TASK: Return every line below exactly as written.

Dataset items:
.....

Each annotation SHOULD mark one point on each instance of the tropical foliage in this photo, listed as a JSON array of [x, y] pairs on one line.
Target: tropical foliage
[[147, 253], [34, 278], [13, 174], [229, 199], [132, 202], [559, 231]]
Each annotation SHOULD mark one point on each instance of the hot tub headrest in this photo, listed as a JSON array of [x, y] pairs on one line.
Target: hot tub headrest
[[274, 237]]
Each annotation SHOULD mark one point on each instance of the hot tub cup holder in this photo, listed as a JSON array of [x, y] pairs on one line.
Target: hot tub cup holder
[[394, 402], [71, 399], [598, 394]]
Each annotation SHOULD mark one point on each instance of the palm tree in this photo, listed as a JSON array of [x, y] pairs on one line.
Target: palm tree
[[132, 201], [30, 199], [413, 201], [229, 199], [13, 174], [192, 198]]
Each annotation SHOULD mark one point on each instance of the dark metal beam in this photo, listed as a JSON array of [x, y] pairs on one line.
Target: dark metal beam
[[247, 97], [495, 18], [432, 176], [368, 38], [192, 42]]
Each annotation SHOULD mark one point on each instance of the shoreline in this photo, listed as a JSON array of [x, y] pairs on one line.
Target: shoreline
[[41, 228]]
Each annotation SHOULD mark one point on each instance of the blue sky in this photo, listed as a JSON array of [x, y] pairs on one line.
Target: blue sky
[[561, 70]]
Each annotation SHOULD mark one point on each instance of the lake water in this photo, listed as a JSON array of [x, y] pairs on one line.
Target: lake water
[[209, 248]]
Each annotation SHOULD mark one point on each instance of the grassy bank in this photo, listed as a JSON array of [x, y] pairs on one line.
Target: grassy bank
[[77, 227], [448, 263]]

.....

RESPONSE AREA:
Each annotation SHOULD mark one point on each instance of the tropical foliage in this photo, listed as a JSON array of [x, y] pairs on one line.
Target: tropical foliage
[[147, 253], [34, 278], [13, 174], [229, 199], [132, 202], [559, 231]]
Each annotation SHOULD mark one point on each instance of the hot tub headrest in this photo, listed as a JSON array of [x, y] pairs on one line.
Target: hot tub headrest
[[274, 237]]
Each annotation SHOULD mark one point on each instance of the hot tub cup holder in this photo, listed as a JSON array of [x, y] pairs on one line.
Target: hot tub cup holder
[[394, 402], [71, 399], [598, 394]]
Each annotation SHOULD mark one point on each instance of the palm tree in this photo, listed as a JSON array of [x, y] pairs on one line.
Target: palm tree
[[132, 201], [30, 199], [413, 201], [229, 199], [13, 174], [192, 198]]
Each annotation SHOULD mark one point on each instance of the dark metal beam in this photo, listed as a JSON array of [x, y] pairs on one line.
Target: dark metal beam
[[247, 97], [495, 18], [432, 176], [368, 38], [192, 42]]
Each annotation SHOULD mark one point on each instance of the shoreline in this photo, listed as a JSON array of [x, y] pairs on one line.
Target: shoreline
[[41, 228]]
Each annotation SHOULD mark one point on each instance of the blue sky in this photo, listed as a JSON array of [x, y] pairs on one line.
Target: blue sky
[[561, 70]]
Each annotation SHOULD mark one point on each instance of the lake water in this photo, listed as a JSON array of [x, y] pairs on one line.
Target: lake water
[[209, 248]]
Each annotation SHOULD mark one point on each instance of the grassy bank in this photo, listed as a JSON array of [x, y] pairs on one line.
Target: grassy bank
[[77, 227], [448, 263]]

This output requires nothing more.